**Selected text**
┄┄┄┄┄┄┄┄┄┄┄┄┄┄┄┄┄┄┄┄
Writing conference to explore literacy, leadership in the new millennium
BINGHAMTON, NY – The 2011 SUNY Council on Writing conference will gather writers and scholars from around the world for a two-day exploration of literacy leadership for the 21st century. Held Mar. 18 – 19 at the Holiday Inn Arena in downtown Binghamton, the conference will explore the challenges of educating the next generation of writers and discuss possible solutions.
With the theme, “Building 21st Century Writing Programs: Literacy and Leadership in the New Millennium,” the conference aims to examine how writing programs are changing, particularly in the age of new media. Discussion will also focus on how writing programs can meet the needs of students who grow up using non-privileged varieties of English or for whom English is a second language. In addition, conference-goers will examine how writing program can create more ethical working conditions for instructors of all ranks.
┄┄┄┄┄┄┄┄┄┄┄┄┄┄┄┄┄┄┄┄
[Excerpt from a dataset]
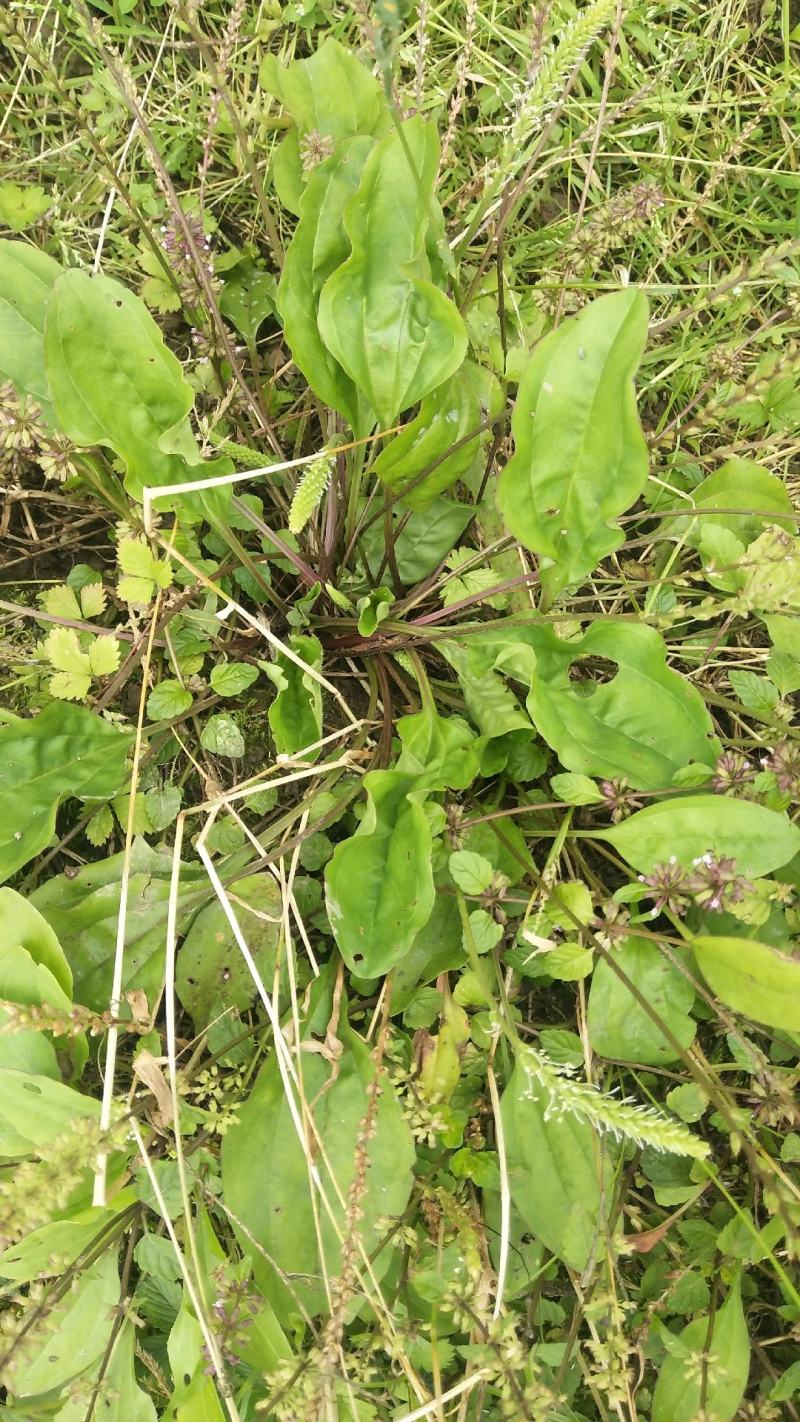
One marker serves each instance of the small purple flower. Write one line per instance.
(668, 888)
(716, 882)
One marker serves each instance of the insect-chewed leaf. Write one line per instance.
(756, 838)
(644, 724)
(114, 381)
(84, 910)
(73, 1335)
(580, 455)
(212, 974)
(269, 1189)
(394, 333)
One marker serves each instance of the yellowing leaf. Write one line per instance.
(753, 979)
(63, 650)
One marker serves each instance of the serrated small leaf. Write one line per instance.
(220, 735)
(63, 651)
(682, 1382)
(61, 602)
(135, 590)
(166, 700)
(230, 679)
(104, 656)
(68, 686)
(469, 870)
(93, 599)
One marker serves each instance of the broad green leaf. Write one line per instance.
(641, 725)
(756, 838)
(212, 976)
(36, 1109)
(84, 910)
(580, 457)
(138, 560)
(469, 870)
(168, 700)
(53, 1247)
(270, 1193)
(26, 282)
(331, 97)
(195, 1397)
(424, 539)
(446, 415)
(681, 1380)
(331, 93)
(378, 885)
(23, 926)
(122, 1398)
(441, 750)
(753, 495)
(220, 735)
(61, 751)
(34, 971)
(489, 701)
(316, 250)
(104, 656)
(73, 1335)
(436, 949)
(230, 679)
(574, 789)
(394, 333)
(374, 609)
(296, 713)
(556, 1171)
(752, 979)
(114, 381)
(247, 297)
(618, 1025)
┄┄┄┄┄┄┄┄┄┄┄┄┄┄┄┄┄┄┄┄
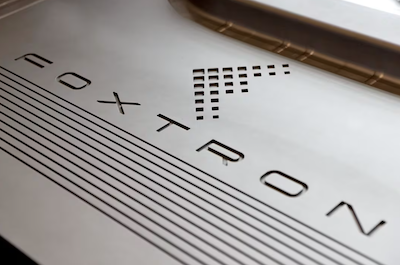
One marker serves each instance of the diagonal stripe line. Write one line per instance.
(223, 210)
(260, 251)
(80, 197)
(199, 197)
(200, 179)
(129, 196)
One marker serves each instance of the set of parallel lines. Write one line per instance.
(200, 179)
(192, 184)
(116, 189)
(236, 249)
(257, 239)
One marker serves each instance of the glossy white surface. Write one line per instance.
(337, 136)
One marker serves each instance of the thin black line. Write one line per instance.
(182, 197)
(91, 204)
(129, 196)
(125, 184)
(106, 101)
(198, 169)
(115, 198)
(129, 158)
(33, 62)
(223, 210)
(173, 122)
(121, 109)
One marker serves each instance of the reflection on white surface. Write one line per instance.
┄┄┄┄┄┄┄┄┄┄┄┄┄┄┄┄┄┄┄┄
**Exercise task 1**
Summarize the conference announcement in two sentences.
**Exercise task 2**
Revise the part of the conference announcement that opens with the words "Writing conference to" and closes with "discuss possible solutions.", replacing "scholars" with "researchers".

**Full solution 1**
The 2011 SUNY Council on Writing conference, held March 18–19 at the Holiday Inn Arena in downtown Binghamton, will gather writers and scholars from around the world to explore literacy leadership for the 21st century. Under the theme "Building 21st Century Writing Programs: Literacy and Leadership in the New Millennium," it will examine how writing programs are changing in the age of new media, how they can meet the needs of students who use non-privileged varieties of English or for whom English is a second language, and how they can create more ethical working conditions for instructors.

**Full solution 2**
Writing conference to explore literacy, leadership in the new millennium
BINGHAMTON, NY – The 2011 SUNY Council on Writing conference will gather writers and researchers from around the world for a two-day exploration of literacy leadership for the 21st century. Held Mar. 18 – 19 at the Holiday Inn Arena in downtown Binghamton, the conference will explore the challenges of educating the next generation of writers and discuss possible solutions.